YOUR OBJECTIVE: Reproduce the lines below without any changes, starting at the line with "Put a marker on each instance of the white edge" and ending at the line with "[(173, 241), (480, 247)]", and include both of those lines.

Point placement items
■ ■ ■
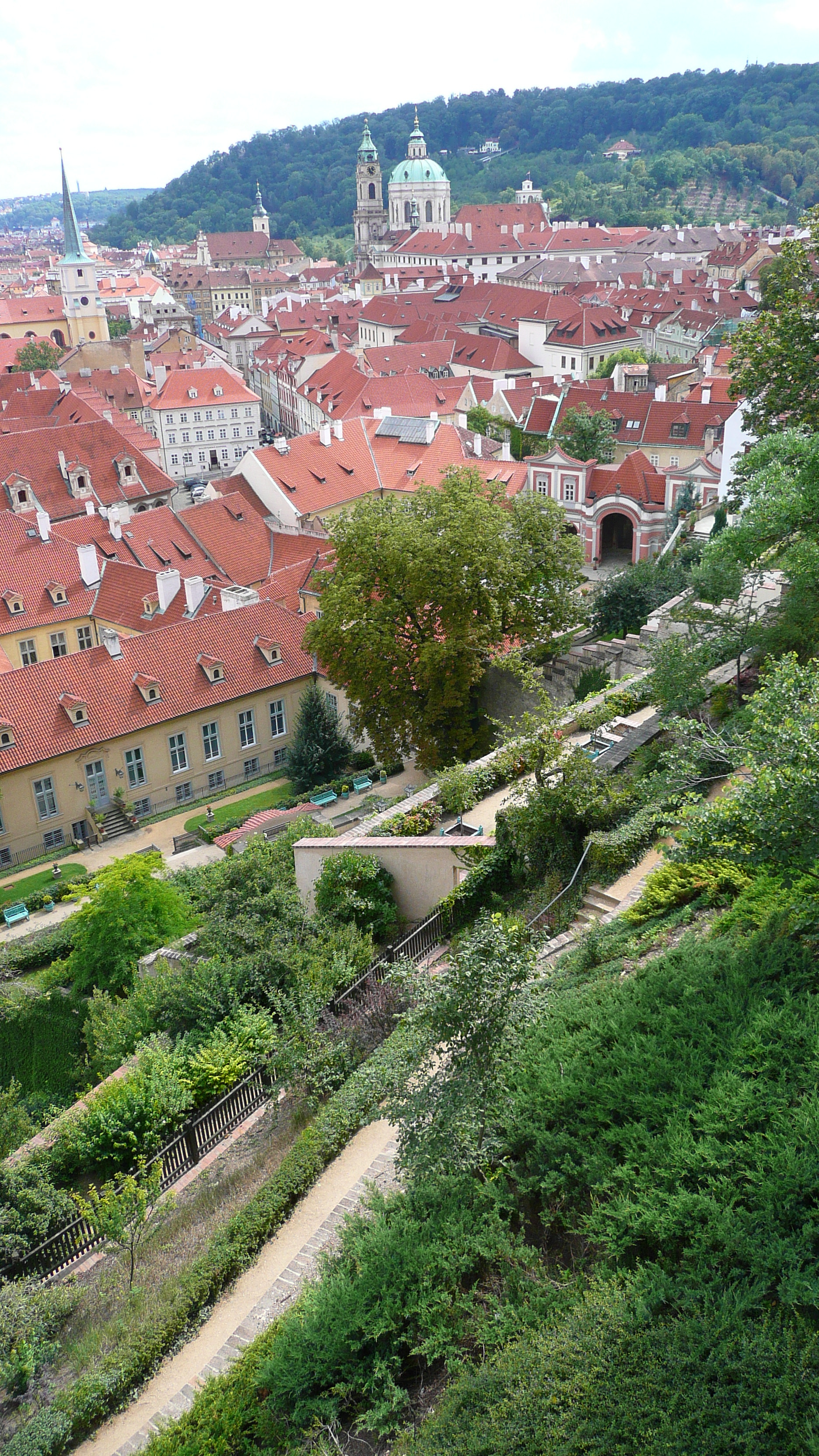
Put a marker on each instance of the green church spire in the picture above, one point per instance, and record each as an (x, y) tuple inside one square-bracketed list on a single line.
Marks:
[(74, 244)]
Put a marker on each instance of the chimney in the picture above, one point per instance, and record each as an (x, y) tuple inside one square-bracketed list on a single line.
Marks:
[(110, 638), (167, 586), (89, 565), (196, 592)]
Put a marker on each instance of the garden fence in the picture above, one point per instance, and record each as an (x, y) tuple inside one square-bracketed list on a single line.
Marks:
[(196, 1138)]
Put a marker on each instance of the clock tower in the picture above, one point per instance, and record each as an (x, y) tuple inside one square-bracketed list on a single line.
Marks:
[(371, 219), (85, 312)]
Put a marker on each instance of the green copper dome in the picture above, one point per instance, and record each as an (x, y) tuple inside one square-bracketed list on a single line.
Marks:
[(419, 169)]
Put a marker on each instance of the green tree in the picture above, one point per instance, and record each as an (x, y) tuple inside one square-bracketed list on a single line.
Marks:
[(607, 369), (461, 1022), (774, 356), (130, 914), (320, 749), (124, 1213), (586, 434), (38, 354), (771, 813), (424, 592), (356, 889)]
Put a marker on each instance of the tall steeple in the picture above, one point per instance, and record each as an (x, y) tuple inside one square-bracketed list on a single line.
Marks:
[(85, 311), (74, 245)]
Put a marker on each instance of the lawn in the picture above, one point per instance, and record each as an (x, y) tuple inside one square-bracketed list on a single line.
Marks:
[(267, 800), (9, 895)]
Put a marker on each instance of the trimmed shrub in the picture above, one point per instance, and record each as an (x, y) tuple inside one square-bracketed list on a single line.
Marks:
[(671, 886)]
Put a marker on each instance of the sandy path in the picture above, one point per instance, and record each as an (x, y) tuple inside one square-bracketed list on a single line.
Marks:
[(257, 1298)]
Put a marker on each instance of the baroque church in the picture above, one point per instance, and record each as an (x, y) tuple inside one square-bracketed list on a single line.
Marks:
[(417, 194)]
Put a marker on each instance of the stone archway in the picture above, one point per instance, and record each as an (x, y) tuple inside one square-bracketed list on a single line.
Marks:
[(616, 539)]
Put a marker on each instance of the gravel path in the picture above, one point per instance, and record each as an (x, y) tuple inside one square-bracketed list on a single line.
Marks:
[(259, 1296)]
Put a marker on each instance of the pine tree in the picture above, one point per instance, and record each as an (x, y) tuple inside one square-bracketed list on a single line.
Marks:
[(321, 749)]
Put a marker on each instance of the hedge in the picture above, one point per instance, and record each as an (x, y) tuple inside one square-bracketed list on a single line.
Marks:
[(79, 1408), (41, 950)]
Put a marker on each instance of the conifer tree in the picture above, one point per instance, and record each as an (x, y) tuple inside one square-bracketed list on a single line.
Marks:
[(321, 749)]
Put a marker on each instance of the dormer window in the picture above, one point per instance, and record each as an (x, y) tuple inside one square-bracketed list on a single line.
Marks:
[(76, 708), (212, 667), (79, 483), (269, 650), (149, 688)]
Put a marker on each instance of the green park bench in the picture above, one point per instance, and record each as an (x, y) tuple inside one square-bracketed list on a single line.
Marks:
[(14, 915), (320, 800)]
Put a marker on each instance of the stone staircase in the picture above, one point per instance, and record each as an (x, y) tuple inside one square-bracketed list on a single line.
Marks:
[(618, 657), (114, 823), (595, 905)]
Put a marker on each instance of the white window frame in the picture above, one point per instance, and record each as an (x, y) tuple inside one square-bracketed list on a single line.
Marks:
[(178, 750), (212, 745), (247, 728), (46, 797), (277, 718), (136, 768)]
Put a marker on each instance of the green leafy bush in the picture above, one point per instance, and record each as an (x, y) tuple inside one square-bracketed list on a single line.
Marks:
[(357, 889), (671, 886), (420, 820), (84, 1404)]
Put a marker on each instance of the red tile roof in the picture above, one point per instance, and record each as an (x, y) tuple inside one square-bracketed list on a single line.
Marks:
[(28, 564), (30, 698), (95, 446)]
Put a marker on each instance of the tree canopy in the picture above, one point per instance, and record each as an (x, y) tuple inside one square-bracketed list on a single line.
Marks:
[(424, 592)]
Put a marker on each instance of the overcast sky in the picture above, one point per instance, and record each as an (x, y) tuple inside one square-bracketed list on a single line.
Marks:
[(136, 95)]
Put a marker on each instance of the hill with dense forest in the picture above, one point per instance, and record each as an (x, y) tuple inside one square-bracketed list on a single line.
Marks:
[(713, 146)]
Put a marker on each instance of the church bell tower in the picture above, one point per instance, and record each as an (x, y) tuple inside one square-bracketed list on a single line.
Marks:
[(371, 217), (85, 312)]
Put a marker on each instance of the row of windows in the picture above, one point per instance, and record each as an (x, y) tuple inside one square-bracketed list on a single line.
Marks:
[(200, 434), (46, 794), (59, 645), (197, 416)]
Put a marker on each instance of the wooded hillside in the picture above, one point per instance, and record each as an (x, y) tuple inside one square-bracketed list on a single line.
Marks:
[(712, 145)]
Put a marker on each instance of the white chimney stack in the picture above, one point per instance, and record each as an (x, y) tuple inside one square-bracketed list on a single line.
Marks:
[(168, 584), (194, 593), (111, 643), (89, 565)]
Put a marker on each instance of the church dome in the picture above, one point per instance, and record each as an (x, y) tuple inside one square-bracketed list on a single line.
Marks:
[(419, 169)]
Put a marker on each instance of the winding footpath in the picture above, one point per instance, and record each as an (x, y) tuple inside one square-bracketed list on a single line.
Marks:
[(259, 1296)]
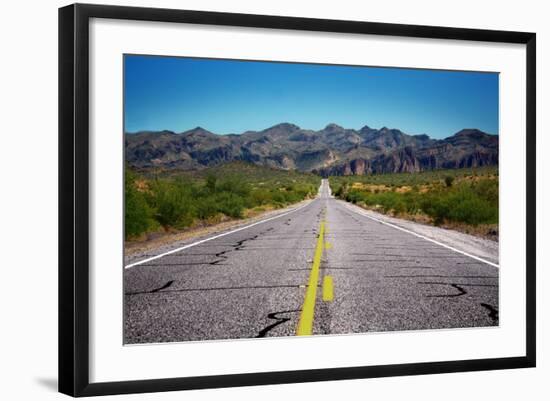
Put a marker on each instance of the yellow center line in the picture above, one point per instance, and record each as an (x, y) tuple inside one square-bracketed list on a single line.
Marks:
[(305, 325)]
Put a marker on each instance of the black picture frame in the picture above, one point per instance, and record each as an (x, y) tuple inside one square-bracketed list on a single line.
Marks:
[(74, 198)]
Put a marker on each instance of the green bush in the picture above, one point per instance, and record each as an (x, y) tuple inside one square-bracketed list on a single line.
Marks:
[(137, 213)]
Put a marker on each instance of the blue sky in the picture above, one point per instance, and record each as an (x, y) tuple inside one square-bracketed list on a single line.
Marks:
[(229, 96)]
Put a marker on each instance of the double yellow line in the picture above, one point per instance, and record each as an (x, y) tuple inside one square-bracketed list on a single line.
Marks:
[(305, 325)]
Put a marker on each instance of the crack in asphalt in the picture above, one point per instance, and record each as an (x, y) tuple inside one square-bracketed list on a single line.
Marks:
[(166, 285), (461, 290), (439, 275), (278, 321), (215, 289)]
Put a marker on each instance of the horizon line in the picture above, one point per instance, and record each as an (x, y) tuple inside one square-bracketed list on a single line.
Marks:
[(299, 128)]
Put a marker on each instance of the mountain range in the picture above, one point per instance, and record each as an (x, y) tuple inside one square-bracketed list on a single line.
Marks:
[(334, 150)]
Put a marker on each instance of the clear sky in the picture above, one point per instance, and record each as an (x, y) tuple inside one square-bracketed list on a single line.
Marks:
[(227, 96)]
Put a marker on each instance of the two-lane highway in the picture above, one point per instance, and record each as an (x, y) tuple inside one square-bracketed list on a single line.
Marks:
[(324, 268)]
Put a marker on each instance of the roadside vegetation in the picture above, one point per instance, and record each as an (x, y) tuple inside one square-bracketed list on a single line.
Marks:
[(463, 199), (164, 201)]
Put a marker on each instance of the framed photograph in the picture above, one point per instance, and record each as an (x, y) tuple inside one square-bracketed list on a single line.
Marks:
[(251, 199)]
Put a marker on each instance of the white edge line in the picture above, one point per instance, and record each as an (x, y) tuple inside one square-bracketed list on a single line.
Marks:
[(214, 237), (420, 236)]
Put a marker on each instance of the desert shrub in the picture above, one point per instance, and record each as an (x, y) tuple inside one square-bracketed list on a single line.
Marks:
[(172, 203), (137, 213), (229, 204)]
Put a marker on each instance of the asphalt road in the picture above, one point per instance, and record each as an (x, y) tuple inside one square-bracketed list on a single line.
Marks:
[(322, 269)]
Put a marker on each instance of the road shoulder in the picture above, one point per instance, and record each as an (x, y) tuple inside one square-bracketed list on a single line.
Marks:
[(173, 241), (480, 247)]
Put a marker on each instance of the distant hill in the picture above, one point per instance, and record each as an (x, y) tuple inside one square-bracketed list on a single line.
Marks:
[(333, 150)]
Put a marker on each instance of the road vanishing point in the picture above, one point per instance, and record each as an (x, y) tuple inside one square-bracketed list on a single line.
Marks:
[(322, 268)]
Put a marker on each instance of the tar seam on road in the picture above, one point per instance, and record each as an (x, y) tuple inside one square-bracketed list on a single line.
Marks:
[(421, 236), (214, 237), (305, 325)]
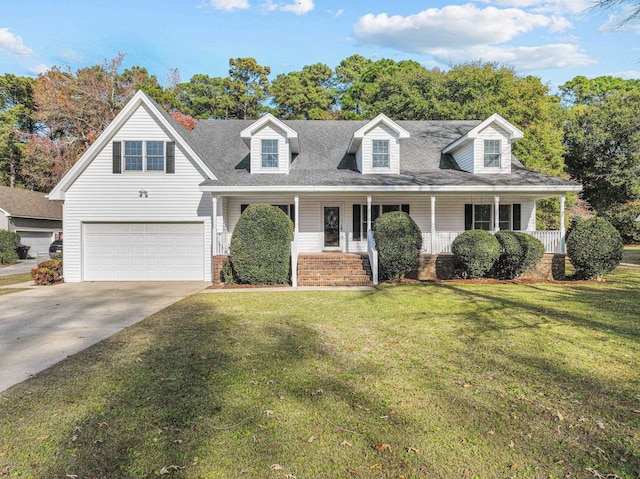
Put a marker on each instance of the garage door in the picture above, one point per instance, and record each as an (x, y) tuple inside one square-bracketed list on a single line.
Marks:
[(38, 241), (143, 251)]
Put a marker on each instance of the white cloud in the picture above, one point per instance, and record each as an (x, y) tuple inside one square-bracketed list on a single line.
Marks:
[(13, 44), (229, 5), (450, 27), (557, 7), (616, 22), (559, 55), (38, 69), (299, 7), (68, 55)]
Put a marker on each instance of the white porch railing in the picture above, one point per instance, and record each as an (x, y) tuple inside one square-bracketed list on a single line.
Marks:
[(294, 261), (552, 240), (223, 242), (438, 243), (372, 252), (441, 241)]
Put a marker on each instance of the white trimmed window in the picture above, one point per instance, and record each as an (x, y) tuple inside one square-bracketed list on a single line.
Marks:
[(269, 153), (492, 153), (380, 153), (144, 156)]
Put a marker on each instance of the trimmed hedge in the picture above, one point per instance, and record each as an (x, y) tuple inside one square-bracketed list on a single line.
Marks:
[(594, 248), (261, 246), (398, 240), (47, 272), (476, 251), (520, 253), (9, 241)]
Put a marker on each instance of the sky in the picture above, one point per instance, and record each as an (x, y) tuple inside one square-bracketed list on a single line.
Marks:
[(554, 40)]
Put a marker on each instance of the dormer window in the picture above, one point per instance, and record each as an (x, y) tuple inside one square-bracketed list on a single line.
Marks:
[(269, 153), (380, 153), (492, 154)]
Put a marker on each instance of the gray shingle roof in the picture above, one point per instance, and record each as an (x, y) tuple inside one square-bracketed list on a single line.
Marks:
[(29, 204), (323, 159)]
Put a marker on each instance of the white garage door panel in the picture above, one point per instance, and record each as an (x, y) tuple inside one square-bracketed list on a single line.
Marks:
[(143, 251)]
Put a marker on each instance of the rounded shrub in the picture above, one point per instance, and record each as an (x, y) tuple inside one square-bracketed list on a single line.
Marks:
[(9, 241), (519, 253), (475, 251), (594, 248), (398, 240), (261, 245)]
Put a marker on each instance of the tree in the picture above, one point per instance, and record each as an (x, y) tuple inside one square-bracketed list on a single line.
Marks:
[(204, 97), (602, 142), (307, 94), (248, 86), (634, 12), (16, 121)]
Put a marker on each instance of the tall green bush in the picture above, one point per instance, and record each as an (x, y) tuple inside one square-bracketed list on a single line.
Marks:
[(261, 245), (476, 251), (594, 248), (9, 241), (519, 253), (398, 240)]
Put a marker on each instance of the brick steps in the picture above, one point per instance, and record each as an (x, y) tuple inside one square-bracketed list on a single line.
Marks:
[(334, 269)]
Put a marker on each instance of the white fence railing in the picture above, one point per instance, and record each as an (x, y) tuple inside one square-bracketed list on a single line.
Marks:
[(223, 242), (372, 252), (441, 241)]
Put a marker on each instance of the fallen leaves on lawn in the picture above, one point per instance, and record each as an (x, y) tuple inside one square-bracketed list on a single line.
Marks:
[(169, 469)]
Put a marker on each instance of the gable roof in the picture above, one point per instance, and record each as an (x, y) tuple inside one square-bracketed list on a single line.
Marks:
[(177, 131), (325, 164), (28, 204), (513, 132), (359, 134)]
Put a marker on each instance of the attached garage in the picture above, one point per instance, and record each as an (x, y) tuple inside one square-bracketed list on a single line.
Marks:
[(143, 251)]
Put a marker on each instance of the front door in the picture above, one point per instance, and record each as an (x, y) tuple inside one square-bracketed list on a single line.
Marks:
[(331, 221)]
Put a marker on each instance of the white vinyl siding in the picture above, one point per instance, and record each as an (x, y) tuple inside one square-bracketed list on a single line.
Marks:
[(100, 196), (380, 133), (270, 132)]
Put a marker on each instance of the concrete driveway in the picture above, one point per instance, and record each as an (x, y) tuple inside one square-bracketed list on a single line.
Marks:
[(45, 324)]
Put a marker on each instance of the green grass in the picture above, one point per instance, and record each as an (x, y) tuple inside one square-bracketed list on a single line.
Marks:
[(15, 279), (442, 380), (631, 254)]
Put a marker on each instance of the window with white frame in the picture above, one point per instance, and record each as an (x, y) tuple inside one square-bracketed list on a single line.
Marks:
[(492, 153), (380, 153), (144, 155), (269, 153)]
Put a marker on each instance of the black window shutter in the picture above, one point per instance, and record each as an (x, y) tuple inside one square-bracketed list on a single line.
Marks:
[(171, 157), (117, 156), (356, 223), (468, 216), (517, 215)]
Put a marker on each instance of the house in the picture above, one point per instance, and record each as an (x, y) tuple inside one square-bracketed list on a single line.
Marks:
[(150, 200), (37, 220)]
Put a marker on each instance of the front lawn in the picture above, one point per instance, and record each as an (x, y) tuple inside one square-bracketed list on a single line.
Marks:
[(442, 380)]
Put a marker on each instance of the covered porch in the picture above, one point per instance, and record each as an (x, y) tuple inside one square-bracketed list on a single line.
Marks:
[(342, 223)]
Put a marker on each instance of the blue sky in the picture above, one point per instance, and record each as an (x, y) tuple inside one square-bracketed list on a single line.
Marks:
[(552, 39)]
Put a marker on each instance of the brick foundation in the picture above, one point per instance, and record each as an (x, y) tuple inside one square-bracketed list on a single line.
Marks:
[(217, 268)]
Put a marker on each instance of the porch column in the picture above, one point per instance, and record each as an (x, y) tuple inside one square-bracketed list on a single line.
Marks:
[(433, 225), (562, 230), (214, 225)]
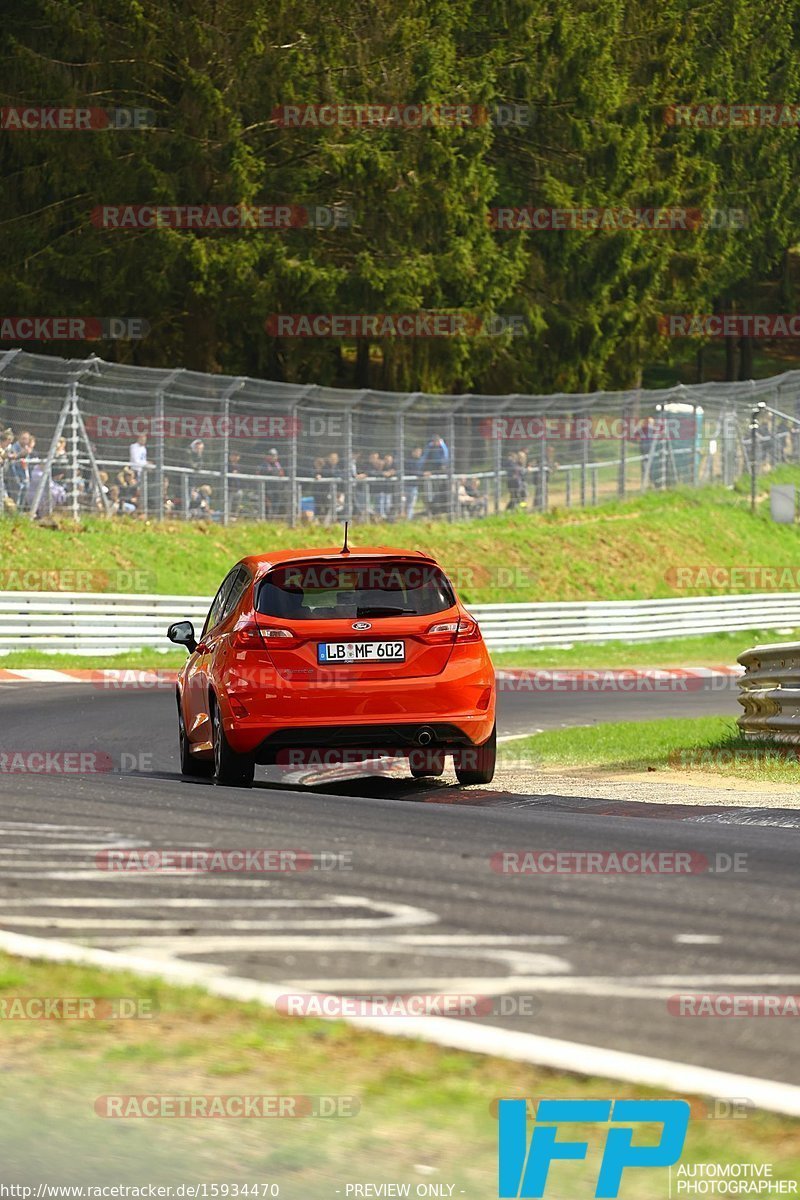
■ ■ ■
FINISHED ANSWER:
Put a marker on each instance of the white edge line in the picture above, one point per instance, and record each as an (x, y) tuple inside one square-bracketed list on a single line.
Marks:
[(214, 237), (420, 236)]
Put a marker on each instance of the desert shrub in the picture above, one point per instance, and record each as an (x, y) tuple inside one square-bracketed list on a single line.
Marks:
[(172, 203), (137, 213), (229, 204)]
Put a marker on each instance of the asphalt road in the picture above, one point per instance, and record each as an (x, y) tuple inside one square-bracketed list on a single line.
Marks:
[(322, 269)]
Put a marker on each instance of the road shoulder in the picture above, one point per instance, and record each as an (x, y) tuple inside one square-bracketed list on a single line.
Marks:
[(173, 241), (480, 247)]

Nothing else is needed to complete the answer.